* SELECTED EXTRACT
Developer wants to restore and enlarge four mid-19th century rowhouses and replace a low-rise garage with five rowhouses. On September 11, 2012, Landmarks considered Congress Street Development LLC’s proposal to restore four circa 1850 rowhouses, demolish a 1983 two-story garage and replace the garage with five, single-family rowhouses at 110 through 128 Congress Street in the Cobble Hill Historic District. The four rowhouses, which had been used as hospital buildings, and garage extend from mid-block of Congress Street to the corner at Hicks Street.
At the hearing, Ward Dennis of Higgins Quasebarth & Partners LLC testified on behalf of the developer. According to Dennis, St. Peter’s Hospital had used the four existing rowhouses beginning in the 1870s. The hospital converted the four buildings into a single unit by the 1880s. The existing garage had been built in 1983 with Landmarks’ approval. The developer plans to convert the existing rowhouses to single-family homes.
Architect Morris Adjmi described the proposal, which called for zinc-clad, one-story additions to the four existing red-brick, three-story buildings. The zinc would be etched in a brick pattern, and the set-back additions would be visible from several vantages. The facades of the rowhouses would be restored, as would the cornices, lintels, and brownstone bases. New painted steel stoops would be built to replace the original stoops that were removed long ago. Adjmi proposed using a lateral, “side-stair” configuration, rather than the more typical front-facing stoops, because of the block’s narrow sidewalk.

* SUPPLIED RECORDS

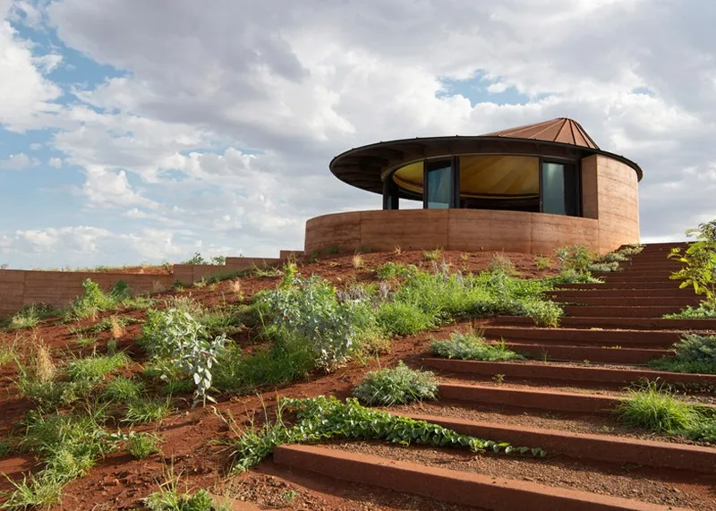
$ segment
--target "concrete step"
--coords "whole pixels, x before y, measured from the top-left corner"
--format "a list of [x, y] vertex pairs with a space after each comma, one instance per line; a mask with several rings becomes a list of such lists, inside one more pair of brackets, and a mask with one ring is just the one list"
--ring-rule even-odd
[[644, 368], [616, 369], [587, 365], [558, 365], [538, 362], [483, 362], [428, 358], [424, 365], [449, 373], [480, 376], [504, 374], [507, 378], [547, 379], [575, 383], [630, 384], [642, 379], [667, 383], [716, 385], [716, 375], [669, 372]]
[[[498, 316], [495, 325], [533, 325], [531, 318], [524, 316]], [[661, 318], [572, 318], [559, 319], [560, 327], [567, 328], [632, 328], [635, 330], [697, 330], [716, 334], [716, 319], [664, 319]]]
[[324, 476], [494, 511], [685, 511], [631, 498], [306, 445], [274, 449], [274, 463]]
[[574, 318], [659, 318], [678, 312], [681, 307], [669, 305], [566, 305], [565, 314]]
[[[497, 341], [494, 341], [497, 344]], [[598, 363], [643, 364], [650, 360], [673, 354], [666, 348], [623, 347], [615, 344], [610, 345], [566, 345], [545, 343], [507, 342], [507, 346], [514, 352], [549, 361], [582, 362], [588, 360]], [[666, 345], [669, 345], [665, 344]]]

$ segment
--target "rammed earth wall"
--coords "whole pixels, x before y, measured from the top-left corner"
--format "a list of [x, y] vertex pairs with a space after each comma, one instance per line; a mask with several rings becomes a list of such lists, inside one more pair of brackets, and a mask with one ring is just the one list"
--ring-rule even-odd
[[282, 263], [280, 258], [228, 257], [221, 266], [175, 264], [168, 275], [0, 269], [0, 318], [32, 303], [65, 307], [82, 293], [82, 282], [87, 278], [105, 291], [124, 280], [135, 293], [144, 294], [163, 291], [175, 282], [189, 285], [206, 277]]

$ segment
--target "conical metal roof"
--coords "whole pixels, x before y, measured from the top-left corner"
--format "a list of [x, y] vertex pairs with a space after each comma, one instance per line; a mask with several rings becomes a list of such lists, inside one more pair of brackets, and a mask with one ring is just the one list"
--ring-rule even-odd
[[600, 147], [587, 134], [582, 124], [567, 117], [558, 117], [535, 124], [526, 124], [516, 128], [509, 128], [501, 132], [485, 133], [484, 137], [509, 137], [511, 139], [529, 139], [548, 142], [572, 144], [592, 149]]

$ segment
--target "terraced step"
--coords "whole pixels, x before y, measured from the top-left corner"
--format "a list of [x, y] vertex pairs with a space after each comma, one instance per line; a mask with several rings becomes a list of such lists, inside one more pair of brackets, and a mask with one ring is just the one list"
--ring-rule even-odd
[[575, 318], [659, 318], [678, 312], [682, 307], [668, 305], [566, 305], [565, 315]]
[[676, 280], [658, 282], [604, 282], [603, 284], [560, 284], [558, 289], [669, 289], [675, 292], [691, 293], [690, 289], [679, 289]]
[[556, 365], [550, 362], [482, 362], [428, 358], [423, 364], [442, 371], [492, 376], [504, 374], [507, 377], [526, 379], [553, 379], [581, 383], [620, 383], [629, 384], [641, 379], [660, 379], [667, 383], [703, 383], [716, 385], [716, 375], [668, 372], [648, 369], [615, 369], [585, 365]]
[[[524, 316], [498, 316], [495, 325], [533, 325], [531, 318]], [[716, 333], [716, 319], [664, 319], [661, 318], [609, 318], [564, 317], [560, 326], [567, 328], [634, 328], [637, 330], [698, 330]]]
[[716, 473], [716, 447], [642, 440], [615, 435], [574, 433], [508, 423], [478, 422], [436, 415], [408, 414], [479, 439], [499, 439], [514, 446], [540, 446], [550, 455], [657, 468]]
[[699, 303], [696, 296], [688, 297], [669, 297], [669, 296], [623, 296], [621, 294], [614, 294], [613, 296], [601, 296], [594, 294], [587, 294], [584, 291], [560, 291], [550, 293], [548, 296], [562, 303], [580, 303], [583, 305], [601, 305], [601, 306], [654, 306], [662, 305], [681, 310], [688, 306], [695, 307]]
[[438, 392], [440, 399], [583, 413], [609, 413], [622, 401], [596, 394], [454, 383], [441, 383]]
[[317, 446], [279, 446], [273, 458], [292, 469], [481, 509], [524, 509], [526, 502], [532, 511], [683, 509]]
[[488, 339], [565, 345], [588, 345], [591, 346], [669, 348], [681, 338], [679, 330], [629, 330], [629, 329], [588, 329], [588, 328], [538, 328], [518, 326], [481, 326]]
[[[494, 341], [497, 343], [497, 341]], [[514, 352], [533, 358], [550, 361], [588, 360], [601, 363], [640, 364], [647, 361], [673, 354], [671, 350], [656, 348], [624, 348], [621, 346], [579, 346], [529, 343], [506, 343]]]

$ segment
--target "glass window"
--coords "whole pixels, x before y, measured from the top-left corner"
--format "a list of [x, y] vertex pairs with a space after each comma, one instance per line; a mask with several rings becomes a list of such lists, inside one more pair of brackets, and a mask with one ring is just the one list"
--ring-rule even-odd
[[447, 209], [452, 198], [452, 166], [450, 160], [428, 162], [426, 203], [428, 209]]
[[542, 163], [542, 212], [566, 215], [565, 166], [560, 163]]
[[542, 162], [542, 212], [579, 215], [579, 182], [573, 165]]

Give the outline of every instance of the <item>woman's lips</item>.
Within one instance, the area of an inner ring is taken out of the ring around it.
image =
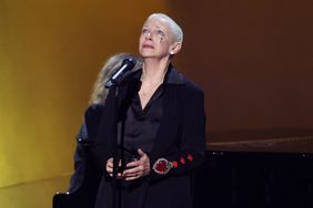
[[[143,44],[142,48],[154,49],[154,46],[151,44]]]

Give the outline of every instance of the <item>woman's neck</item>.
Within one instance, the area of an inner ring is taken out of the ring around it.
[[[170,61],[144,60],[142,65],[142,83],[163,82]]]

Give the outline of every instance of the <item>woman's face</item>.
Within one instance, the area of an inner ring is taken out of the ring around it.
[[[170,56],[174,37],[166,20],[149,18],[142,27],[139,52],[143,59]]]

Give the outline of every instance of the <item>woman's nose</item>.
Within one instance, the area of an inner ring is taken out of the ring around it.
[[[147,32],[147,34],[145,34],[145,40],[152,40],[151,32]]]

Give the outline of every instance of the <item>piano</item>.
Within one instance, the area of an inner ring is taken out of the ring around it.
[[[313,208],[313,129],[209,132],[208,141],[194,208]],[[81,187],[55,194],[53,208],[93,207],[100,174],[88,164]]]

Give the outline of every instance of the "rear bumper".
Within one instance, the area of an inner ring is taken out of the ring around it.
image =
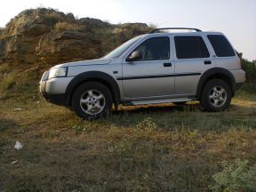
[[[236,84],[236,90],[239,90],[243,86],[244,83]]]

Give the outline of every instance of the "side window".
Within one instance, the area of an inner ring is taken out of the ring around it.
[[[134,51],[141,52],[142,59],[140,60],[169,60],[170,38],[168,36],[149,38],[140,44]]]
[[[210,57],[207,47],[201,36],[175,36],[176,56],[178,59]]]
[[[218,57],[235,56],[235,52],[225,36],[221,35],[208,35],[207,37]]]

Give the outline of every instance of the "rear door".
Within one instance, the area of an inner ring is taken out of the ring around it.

* WHAT TO PRODUCE
Go on with the report on the Congress Street rowhouse proposal, starting right after its last sentence.

* RESPONSE BELOW
The five new four-story rowhouses would be clad in red brick. The first two buildings would include garages, which would take advantage of an existing curb cut. The last rowhouse, at the corner of Congress and Hicks Streets, would feature a contemporary projecting bay, inspired by other bays seen elsewhere in the district. The windows of all the new rowhouses would feature projecting black metal frames. The three rowhouses nearest Hicks Street would also feature laterally oriented stoops.
The Historic Districts Council’s Nadezhda Williams was the only member of the public to testify. Williams stated that many of the design features, particularly the steel stoops and metal entrance doors, had little or no precedent in the neighborhood and were too industrial for the district’s residential character.
The commissioners responded positively to the proposal, but asked for several revisions before voting on whether to issue a certificate of appropriateness. Commissioner Fred Bland recommended altering the materials of the stoops to differentiate between the new and historic buildings, and questioned the “highly visible nature” of the zinc additions to the existing rowhouses. Commissioner Michael Goldblum praised the “very cool project,” and said he did not have a problem with the zinc additions. However, Goldblum recommended that there be stronger differentiation between the new and old buildings, and suggested that the cornice, windows, and bays be given more detail. Commissioner Joan Gerner stated that the project would be a “great addition to this historic district,” but agreed that the new and old buildings needed to be better differentiated and the stoops needed to be refined. Vice Chair Pablo Vengoechea found that the project did not adequately take into account the slope of Congress Street, and suggested reducing the rooftop additions. Commissioner Margery Perlmutter stated that the addition to the first rowhouse had an excessive visual impact, and suggested setting it back from the edge, or otherwise treating it in a different way from the others.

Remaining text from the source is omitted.